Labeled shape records

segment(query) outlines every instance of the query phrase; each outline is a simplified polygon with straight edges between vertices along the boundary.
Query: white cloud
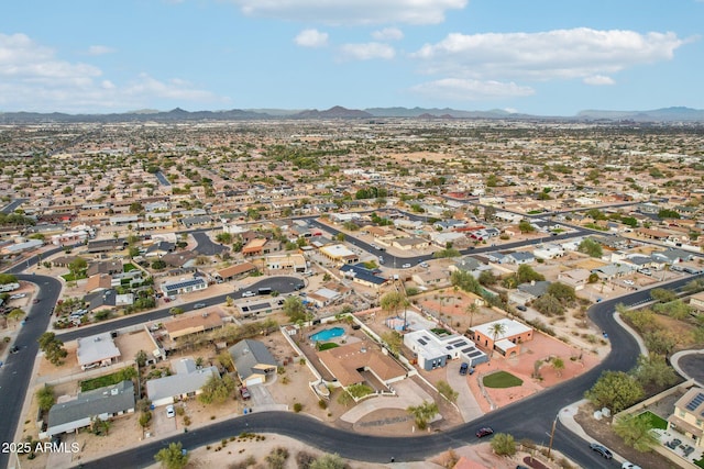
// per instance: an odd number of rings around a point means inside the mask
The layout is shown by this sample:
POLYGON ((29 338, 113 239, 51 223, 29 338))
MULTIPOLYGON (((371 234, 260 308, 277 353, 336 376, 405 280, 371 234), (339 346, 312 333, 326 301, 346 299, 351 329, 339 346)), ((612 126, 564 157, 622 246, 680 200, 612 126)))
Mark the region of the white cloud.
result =
POLYGON ((398 27, 384 27, 380 31, 374 31, 372 37, 376 41, 400 41, 404 38, 404 32, 398 27))
POLYGON ((328 33, 318 30, 304 30, 294 40, 301 47, 323 47, 328 45, 328 33))
POLYGON ((340 47, 340 51, 344 58, 355 60, 391 59, 396 55, 394 47, 383 43, 344 44, 340 47))
POLYGON ((586 85, 594 85, 594 86, 616 83, 616 81, 612 77, 607 77, 605 75, 592 75, 591 77, 584 77, 582 81, 584 81, 586 85))
POLYGON ((410 90, 433 99, 452 101, 480 101, 488 99, 519 98, 535 94, 530 87, 514 82, 480 81, 460 78, 446 78, 416 85, 410 90))
POLYGON ((3 111, 103 112, 139 108, 155 99, 222 102, 221 97, 179 79, 140 75, 127 86, 100 68, 70 63, 24 34, 0 34, 0 109, 3 111))
POLYGON ((541 33, 454 33, 411 56, 424 62, 424 70, 429 74, 549 80, 608 75, 669 60, 684 43, 674 33, 586 27, 541 33))
POLYGON ((95 45, 95 46, 88 47, 88 55, 105 55, 105 54, 112 54, 113 52, 114 49, 108 46, 95 45))
POLYGON ((438 24, 468 0, 230 0, 244 14, 326 24, 438 24))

Your task: Extract the lines above verbatim and leave out the pictures.

Full solution:
segment(query) outlines every instance of the query phrase; each outline is a simplified polygon with straight edges between vertices along the boundary.
Query: white cloud
// per instance: an odd number of rings around a point means inside the mask
The layout is shown by this sample:
POLYGON ((29 338, 113 239, 51 223, 29 338))
MULTIPOLYGON (((371 234, 260 308, 277 353, 336 376, 405 280, 371 234), (339 346, 312 333, 326 301, 346 299, 351 329, 339 346)), ((612 126, 564 157, 622 246, 680 200, 612 126)))
Mark the region of the white cloud.
result =
POLYGON ((398 27, 384 27, 380 31, 374 31, 372 37, 376 41, 400 41, 404 38, 404 32, 398 27))
POLYGON ((328 33, 318 30, 304 30, 294 40, 301 47, 323 47, 328 45, 328 33))
POLYGON ((340 47, 340 51, 344 58, 355 60, 391 59, 396 55, 394 47, 383 43, 344 44, 340 47))
POLYGON ((586 85, 594 85, 594 86, 616 83, 616 81, 612 77, 607 77, 605 75, 592 75, 591 77, 584 77, 582 81, 584 81, 586 85))
POLYGON ((410 90, 433 99, 452 101, 480 101, 488 99, 519 98, 535 94, 530 87, 514 82, 480 81, 460 78, 446 78, 416 85, 410 90))
POLYGON ((3 111, 103 112, 139 108, 155 99, 222 102, 221 97, 179 79, 140 75, 127 86, 100 68, 70 63, 24 34, 0 34, 0 109, 3 111))
POLYGON ((541 33, 454 33, 411 56, 424 62, 424 70, 429 74, 549 80, 608 75, 669 60, 684 43, 674 33, 586 27, 541 33))
POLYGON ((95 45, 95 46, 88 47, 88 55, 105 55, 105 54, 112 54, 113 52, 114 49, 108 46, 95 45))
POLYGON ((438 24, 468 0, 230 0, 244 14, 326 24, 438 24))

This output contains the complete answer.